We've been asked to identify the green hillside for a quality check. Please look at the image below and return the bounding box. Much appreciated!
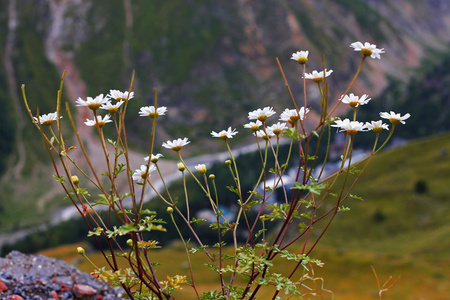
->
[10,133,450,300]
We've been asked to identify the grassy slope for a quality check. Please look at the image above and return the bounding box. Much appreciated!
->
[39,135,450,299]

========

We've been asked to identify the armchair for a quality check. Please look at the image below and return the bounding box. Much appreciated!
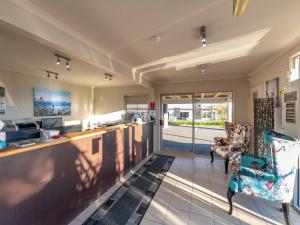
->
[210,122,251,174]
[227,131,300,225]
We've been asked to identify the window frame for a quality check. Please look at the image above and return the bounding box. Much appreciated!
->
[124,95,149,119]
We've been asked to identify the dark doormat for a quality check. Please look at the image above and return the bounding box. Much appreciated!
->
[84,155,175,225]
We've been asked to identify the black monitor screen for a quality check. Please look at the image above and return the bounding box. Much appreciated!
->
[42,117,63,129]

========

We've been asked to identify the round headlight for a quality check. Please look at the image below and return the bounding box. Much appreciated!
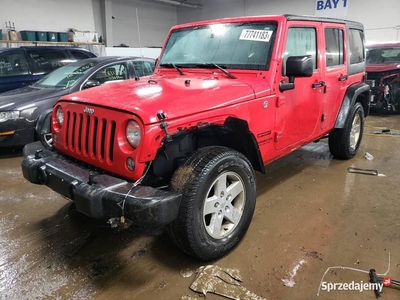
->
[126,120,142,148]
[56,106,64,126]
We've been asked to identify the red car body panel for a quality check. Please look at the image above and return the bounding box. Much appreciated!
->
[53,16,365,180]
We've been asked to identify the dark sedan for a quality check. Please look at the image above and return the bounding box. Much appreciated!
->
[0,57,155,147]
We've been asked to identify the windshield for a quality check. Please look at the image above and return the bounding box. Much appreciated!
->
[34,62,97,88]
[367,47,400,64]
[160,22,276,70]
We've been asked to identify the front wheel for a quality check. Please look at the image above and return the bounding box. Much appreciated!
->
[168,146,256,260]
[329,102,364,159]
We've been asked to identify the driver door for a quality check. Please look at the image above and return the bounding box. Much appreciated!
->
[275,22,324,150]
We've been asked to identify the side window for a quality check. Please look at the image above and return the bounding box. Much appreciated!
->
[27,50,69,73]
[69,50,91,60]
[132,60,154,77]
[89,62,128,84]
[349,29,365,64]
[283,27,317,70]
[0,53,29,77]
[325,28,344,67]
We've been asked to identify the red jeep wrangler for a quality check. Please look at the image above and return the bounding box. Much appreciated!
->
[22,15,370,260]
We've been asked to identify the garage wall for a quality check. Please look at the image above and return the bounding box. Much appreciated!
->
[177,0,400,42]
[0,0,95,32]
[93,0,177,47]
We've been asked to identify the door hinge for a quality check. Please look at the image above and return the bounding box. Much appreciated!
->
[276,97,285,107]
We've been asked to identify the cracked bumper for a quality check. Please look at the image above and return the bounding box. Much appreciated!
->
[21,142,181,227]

========

_Exercise brief_.
Repeat the records word for word, beginning at the line that contains "We've been asked to identify the green" and stopping after the line that contains "[10,133,450,300]". Leave the pictures out of your answer.

_Response to the exercise_.
We've been asked to identify the green hillside for a quality check. Please look at the image below and return the bounding box. Much appreciated!
->
[10,133,450,300]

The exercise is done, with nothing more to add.